++++ Task inputs

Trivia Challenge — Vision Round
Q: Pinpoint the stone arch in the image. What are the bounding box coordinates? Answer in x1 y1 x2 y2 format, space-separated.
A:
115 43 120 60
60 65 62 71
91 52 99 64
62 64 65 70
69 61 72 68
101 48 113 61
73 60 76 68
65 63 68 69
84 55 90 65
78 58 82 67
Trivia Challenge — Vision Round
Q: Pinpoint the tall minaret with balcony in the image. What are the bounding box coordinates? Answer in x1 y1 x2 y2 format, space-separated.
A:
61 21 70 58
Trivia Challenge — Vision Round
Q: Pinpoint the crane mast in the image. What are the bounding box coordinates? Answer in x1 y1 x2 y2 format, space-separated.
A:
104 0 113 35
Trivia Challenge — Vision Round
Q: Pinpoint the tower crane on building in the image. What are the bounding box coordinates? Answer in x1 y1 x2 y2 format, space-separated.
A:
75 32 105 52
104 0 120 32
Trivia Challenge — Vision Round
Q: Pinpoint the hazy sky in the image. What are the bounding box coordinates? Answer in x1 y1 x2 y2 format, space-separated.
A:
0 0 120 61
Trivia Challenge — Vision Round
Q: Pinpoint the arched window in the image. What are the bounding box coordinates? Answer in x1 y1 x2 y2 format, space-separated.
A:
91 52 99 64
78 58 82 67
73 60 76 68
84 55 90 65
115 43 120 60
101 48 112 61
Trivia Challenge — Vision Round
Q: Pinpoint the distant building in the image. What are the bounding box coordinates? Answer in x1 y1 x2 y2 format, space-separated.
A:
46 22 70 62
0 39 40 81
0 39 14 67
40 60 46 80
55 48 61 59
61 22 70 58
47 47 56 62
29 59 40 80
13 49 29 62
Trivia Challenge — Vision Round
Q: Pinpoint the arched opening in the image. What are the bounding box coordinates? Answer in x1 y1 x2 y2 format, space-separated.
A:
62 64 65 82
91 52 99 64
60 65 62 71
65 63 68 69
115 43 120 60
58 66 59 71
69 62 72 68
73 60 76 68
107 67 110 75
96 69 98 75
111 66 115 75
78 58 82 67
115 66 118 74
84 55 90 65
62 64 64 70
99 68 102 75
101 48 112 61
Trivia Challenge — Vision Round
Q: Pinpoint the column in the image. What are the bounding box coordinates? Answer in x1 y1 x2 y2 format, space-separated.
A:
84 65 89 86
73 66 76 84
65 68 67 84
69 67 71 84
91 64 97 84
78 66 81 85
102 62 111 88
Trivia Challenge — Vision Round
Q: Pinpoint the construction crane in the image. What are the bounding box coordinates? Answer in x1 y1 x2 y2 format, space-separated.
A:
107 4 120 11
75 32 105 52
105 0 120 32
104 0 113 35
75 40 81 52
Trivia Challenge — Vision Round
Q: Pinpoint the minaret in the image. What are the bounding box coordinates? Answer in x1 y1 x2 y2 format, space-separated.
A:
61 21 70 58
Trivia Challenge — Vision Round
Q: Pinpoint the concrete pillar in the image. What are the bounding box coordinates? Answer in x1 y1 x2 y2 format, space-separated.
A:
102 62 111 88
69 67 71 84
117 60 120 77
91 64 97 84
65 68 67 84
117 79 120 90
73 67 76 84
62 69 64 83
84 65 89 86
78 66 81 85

++++++++

### Task instructions
Word for word, restate every record in the listing.

### Task answer
Trivia Challenge — Vision Round
Q: Pinpoint the stone arch in the image. What are the bounding box coordinates? Answer in x1 y1 x2 y2 format, space-separated.
A:
115 43 120 60
60 65 62 71
91 52 99 64
62 64 65 70
69 61 72 68
101 48 113 61
73 60 76 68
65 63 68 69
84 55 90 65
78 58 82 67
Trivia Challenge — Vision Round
Q: Pinpoint the tall minaret with balcony in the image. What are the bounding box coordinates? Answer in x1 y1 x2 y2 format, space-separated.
A:
61 21 70 58
Trivia Challenge — Vision Round
Q: Pinpoint the crane mast in the image. What are the bounding box coordinates? Answer in x1 y1 x2 y2 format, space-separated.
A:
104 0 113 35
Trivia Challenge — Vision Round
Q: Pinpoint the tower crane on building in the image. What are the bounding box coordinates? Answer in x1 y1 x2 y2 format, space-separated.
A:
75 32 105 52
104 0 120 32
Trivia Challenge — Vision Round
Q: Pinpoint the hazy sky in the image. What are the bounding box coordinates? Answer in x1 y1 x2 y2 format, space-separated.
A:
0 0 120 61
Trivia Challenge — Vision Round
Q: Pinpoint the arched window in the image. What are the bounding box coordinates? Answer in x1 y1 x2 y2 format, space-separated.
A:
91 52 99 64
78 58 82 67
73 60 76 68
84 55 90 65
115 43 120 60
101 48 112 61
Trivia Challenge — Vision Round
Q: Pinpoint the distant building in the image. What are the bounding box coordinates? Answer in x1 y1 x2 y2 format, space-separated.
A:
46 22 70 62
0 39 40 81
0 39 14 67
40 60 46 80
55 48 61 59
61 22 70 58
47 47 56 62
29 59 40 80
13 49 29 62
Trivia Challenge — Vision Round
Q: Pinpoint the arched opening in the image. What are the bounding box coordinates? Answer in x1 y1 x2 y2 format, space-separated.
A:
62 64 65 82
91 52 99 64
60 65 62 71
65 63 68 69
115 43 120 60
58 66 59 71
69 62 72 68
73 60 76 68
107 67 110 75
96 69 98 75
111 66 115 75
78 58 82 67
115 66 118 74
84 55 90 65
62 64 64 70
99 68 102 75
101 48 112 61
Trivia Challenge — Vision Round
Q: Pinpoint the column in the image. What are the bounding box coordinates? Answer in x1 y1 x2 y2 format, space-separated.
A:
84 65 89 86
73 66 76 84
65 68 67 84
69 67 71 84
91 64 97 84
78 66 81 85
102 62 111 88
Trivia Challenge — Vision Round
Q: Pinpoint the construction crane in the image. What are the bounding box coordinates? Answer in x1 y1 x2 y2 format, space-separated.
A:
107 4 120 11
75 32 105 52
105 0 120 32
104 0 113 35
75 40 81 52
Trivia Challenge — Vision Round
Q: Pinpoint the minaret in the image. What are the bounding box coordinates? Answer in x1 y1 x2 y2 format, space-separated.
A:
61 21 70 58
Trivia Challenge — Vision Round
Q: Pinpoint the concrete pillar in the image. What are the bounding box coordinates? Answer in x1 y1 x2 y2 format, space-separated.
A:
102 62 111 88
69 67 71 84
117 60 120 77
91 64 97 84
65 68 67 84
117 79 120 90
73 67 76 84
62 69 64 83
84 65 89 86
78 66 81 85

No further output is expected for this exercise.